Point-based annotation data
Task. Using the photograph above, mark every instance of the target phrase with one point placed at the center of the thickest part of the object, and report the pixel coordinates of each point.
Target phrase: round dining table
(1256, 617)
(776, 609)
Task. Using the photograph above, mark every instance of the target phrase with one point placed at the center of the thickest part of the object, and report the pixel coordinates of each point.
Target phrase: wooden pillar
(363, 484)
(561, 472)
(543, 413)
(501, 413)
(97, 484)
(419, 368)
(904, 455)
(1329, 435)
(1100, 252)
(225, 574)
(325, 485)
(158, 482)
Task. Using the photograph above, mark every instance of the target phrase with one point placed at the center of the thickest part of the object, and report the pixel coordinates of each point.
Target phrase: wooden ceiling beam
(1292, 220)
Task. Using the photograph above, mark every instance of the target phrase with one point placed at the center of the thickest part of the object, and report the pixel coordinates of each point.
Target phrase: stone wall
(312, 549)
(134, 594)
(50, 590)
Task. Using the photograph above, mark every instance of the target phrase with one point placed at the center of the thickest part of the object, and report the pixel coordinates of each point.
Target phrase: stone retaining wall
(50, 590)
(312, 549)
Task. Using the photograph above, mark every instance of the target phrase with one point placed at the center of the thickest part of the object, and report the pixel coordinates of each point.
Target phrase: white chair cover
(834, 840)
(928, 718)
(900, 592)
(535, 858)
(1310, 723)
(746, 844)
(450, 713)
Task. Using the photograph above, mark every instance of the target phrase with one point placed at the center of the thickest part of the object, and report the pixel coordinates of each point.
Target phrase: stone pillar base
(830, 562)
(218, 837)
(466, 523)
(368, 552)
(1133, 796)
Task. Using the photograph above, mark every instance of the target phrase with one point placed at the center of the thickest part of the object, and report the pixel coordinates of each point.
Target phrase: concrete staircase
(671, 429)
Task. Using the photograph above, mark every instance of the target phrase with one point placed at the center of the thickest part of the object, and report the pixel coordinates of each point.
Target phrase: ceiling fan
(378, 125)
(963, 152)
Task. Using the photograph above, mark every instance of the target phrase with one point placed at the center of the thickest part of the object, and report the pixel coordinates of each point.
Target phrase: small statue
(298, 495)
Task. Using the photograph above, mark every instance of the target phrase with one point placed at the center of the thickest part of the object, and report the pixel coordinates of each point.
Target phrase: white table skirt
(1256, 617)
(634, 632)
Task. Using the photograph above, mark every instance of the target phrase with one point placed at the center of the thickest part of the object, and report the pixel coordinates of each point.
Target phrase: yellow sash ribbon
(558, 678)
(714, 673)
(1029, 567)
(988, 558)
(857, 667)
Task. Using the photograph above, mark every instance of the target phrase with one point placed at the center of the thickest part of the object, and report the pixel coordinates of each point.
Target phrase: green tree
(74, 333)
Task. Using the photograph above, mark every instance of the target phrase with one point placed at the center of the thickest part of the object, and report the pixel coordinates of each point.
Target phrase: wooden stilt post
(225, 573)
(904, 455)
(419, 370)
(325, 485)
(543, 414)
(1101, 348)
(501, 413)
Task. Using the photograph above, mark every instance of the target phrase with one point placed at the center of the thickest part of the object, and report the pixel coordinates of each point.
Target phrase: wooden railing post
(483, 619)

● Given instruction:
Reproduce each entry exactly, leaving out nothing.

● Solution for this exercise:
Task. Using the photograph above, mark every instance of the target phrase with one point placed at the center of the thickest part of the object, and report the pixel coordinates of each point.
Target phrase: round dining table
(1256, 617)
(776, 609)
Task. Using the photograph above, mark every instance of the target phrase with one point placed at the center of the thickest part of the object, and report the pixel coordinates of each point.
Target phrase: wooden pillar
(363, 484)
(561, 472)
(543, 413)
(501, 413)
(97, 484)
(419, 368)
(904, 455)
(1329, 435)
(1100, 252)
(225, 574)
(325, 485)
(158, 482)
Task. Using the photograph above, mark every instance of the target phrase with one point placed at the center of the thickest part of the object, and report the pixel coordinates of each point.
Target phrase: wooden ceiling beam
(1292, 220)
Task. Using the photograph above, mark every instance of the target phrase with one point placed at the center of the thickest part of the object, and report the pixel coordinates of each point.
Target phrase: stone wall
(312, 549)
(134, 594)
(50, 590)
Task. Using the photograph above, mark every instance of the target phrase with one point placed at the center of the thickest part of the object, and report the pixel coordinates of each point.
Target phrase: stone retaining wall
(50, 590)
(312, 549)
Task. Using the photograph above, mark every instance of the target phrase with one point placed at the center of the thickest part of the object, and report the pixel coordinates of each point.
Target phrase: white chair cover
(834, 840)
(928, 718)
(900, 592)
(535, 858)
(1310, 723)
(746, 844)
(450, 713)
Task. Using the photograph above, mark every instance of the target phrase with one point placed at the center of the thickest part of the object, and report the pixel coordinates of each point.
Target phrase: stone pillar base
(830, 562)
(218, 837)
(466, 523)
(368, 552)
(1133, 796)
Task. Using the photograph above, mark every instance of the target phrase with one point placed at the center of the thickest part of the object, and report the pixel coordinates of each point.
Target phrase: concrete staircase
(671, 429)
Task. Using the photograph above, mark every instance of the target phrase with one point placed at the center of the thickest part of the object, and report the pixel coordinates of each point.
Target phrase: ceiling fan
(378, 125)
(963, 152)
Task. Using the photograph above, mark every instance of the target phrase with one point placed at the center of the thickest part of the object, and report the pixel coordinates of each point.
Target phrase: small statue
(298, 495)
Task. Using the photograph above, mark every instance of the target phrase with one point placed at the center of the thickest part of the object, and report the pixel coordinates of each point.
Target phrase: white table skirt
(1256, 617)
(634, 632)
Task. Using the photograph above, mark every instance of the target phrase with one point placed at the center of the thickest part of the object, and report the pixel coordinates of each point.
Target phrase: yellow sash ribbon
(558, 678)
(714, 673)
(1029, 567)
(988, 558)
(857, 667)
Task. Using the photograph above, mark every instance of the target phrase with one point placed at the center of the thickest part of the object, and report the pixel coordinates of each point.
Target phrase: green tree
(74, 333)
Task. Using the photograph above, mark every instance of the target phrase with one point placed at the center of the thickest part of the object, and report the pixel coordinates of each point.
Target phrase: wooden stilt post
(225, 573)
(904, 455)
(419, 370)
(325, 485)
(543, 414)
(1101, 348)
(501, 413)
Task. Using the photograph above, mark every instance of the target phrase with one point placed at the center of the thickest part of the object, and report the pixel coordinates of each point.
Target phrase: wooden railing post
(483, 619)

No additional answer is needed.